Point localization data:

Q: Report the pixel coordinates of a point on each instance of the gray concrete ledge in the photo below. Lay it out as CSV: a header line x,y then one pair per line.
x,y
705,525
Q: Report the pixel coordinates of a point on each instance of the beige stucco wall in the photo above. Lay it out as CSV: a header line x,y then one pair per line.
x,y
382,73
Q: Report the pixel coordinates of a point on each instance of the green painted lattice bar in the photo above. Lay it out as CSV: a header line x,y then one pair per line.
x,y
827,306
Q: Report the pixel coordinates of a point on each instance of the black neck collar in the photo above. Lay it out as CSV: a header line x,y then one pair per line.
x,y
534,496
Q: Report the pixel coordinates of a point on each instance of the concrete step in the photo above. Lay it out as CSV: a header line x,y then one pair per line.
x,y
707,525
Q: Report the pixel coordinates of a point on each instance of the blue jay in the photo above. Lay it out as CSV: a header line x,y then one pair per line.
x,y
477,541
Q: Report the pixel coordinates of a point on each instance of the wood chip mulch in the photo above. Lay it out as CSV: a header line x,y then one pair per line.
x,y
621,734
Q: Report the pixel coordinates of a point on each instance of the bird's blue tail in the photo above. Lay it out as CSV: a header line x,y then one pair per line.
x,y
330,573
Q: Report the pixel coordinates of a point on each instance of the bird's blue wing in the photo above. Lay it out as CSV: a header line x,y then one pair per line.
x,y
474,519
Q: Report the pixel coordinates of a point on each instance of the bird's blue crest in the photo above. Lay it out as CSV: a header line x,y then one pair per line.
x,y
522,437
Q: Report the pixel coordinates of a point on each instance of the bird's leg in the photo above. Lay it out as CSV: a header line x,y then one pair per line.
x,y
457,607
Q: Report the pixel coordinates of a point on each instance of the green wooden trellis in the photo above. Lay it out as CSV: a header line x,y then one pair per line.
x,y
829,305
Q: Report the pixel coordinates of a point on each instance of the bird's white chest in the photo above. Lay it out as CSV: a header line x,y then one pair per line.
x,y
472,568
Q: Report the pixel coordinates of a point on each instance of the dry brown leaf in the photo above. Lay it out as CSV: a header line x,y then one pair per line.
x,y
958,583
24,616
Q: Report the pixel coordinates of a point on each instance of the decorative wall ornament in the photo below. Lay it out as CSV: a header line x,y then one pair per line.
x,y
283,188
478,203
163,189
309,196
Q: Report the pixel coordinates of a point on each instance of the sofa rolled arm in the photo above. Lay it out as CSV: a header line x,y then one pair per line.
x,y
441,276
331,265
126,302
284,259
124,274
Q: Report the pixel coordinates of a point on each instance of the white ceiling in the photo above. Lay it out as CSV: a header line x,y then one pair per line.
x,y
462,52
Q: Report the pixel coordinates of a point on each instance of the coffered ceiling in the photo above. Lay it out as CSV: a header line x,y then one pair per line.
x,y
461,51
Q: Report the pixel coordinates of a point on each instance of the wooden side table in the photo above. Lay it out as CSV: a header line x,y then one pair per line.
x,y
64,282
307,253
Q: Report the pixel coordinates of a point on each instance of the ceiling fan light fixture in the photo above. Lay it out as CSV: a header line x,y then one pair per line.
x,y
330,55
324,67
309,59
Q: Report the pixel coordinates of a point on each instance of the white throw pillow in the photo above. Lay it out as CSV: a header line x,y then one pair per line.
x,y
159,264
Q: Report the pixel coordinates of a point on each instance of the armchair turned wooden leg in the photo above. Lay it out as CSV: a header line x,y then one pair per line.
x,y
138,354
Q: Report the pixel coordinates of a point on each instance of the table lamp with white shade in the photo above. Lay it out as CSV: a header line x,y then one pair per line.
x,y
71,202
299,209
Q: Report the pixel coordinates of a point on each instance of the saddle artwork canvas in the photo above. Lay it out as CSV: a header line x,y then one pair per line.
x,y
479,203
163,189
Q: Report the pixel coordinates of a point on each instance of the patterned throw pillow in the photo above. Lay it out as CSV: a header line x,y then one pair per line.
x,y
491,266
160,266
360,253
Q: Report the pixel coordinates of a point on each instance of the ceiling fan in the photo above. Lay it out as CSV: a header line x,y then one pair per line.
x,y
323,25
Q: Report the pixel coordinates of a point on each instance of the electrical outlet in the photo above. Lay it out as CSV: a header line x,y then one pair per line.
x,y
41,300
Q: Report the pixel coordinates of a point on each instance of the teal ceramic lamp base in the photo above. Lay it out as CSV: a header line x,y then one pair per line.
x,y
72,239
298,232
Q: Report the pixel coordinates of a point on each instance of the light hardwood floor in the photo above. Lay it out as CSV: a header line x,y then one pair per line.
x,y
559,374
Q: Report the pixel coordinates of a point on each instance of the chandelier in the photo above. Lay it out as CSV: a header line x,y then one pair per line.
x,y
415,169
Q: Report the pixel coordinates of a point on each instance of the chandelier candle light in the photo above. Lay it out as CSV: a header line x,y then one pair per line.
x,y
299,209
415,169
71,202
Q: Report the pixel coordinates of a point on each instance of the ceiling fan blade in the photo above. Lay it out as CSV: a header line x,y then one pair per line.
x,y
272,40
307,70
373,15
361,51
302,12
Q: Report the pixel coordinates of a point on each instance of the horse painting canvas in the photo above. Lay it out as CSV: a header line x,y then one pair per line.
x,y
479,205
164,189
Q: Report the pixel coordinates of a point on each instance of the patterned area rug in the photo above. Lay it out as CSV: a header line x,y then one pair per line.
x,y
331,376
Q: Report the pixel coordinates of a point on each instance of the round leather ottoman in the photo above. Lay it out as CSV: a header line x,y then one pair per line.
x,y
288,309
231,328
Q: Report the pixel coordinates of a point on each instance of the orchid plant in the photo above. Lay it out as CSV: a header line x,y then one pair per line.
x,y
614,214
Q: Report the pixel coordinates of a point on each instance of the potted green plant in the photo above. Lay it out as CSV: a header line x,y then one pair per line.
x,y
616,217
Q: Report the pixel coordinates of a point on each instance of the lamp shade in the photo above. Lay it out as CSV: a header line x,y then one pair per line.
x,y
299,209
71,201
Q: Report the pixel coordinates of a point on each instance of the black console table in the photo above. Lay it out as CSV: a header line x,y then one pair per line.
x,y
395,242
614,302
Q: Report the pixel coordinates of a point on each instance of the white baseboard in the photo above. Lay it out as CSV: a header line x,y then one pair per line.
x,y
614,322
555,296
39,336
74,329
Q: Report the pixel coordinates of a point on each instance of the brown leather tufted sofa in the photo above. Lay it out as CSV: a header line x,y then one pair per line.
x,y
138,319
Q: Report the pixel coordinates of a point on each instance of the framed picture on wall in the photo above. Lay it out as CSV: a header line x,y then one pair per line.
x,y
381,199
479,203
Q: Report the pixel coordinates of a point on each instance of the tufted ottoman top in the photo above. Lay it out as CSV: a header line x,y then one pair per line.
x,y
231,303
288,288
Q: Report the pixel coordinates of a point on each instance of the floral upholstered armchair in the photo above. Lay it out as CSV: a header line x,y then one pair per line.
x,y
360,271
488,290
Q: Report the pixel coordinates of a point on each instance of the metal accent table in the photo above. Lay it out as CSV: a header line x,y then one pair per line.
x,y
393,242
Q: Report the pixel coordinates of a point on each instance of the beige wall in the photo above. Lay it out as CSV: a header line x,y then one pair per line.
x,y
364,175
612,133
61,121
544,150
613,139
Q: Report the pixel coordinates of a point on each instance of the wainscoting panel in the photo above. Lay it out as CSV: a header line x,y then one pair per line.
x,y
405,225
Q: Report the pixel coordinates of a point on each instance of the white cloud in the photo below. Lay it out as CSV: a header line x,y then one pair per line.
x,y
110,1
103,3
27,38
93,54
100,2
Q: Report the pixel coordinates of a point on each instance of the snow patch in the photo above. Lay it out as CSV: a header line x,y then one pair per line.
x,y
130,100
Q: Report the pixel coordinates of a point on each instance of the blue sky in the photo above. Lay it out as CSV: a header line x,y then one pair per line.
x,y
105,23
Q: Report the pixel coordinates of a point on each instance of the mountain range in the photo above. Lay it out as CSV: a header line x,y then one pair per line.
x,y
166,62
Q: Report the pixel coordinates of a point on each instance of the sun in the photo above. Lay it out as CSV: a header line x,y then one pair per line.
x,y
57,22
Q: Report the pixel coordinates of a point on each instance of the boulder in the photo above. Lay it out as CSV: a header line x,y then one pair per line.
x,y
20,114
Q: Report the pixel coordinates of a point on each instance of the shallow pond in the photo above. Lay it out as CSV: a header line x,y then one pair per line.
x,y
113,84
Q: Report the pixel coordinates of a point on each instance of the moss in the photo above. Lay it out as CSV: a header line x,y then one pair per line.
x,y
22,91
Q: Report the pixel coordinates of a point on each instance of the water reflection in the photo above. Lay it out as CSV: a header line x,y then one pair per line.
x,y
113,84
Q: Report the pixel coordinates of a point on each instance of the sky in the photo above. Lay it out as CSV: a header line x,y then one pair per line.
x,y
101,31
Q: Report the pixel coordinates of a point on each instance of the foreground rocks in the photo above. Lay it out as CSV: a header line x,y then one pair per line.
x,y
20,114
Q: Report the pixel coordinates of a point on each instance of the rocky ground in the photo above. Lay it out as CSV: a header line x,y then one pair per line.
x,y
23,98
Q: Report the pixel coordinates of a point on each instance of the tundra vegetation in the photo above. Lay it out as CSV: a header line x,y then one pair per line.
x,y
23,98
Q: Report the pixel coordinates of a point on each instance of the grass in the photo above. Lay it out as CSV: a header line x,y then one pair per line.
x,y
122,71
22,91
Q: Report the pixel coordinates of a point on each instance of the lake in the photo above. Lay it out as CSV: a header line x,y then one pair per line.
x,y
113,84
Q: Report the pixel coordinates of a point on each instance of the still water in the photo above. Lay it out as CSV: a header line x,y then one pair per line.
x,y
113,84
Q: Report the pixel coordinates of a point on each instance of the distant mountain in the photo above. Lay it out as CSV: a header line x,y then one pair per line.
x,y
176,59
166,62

▶ [Exercise directions] Quote, word for word, every line starting at the one that contains "of the distant" and ending with the final line of the entries.

▶ [Exercise result]
Q: Report the pixel coordinates of a point on each instance of the distant mountain in the photo above. Lay it out as CSV: a header line x,y then one pair per line.
x,y
176,59
166,62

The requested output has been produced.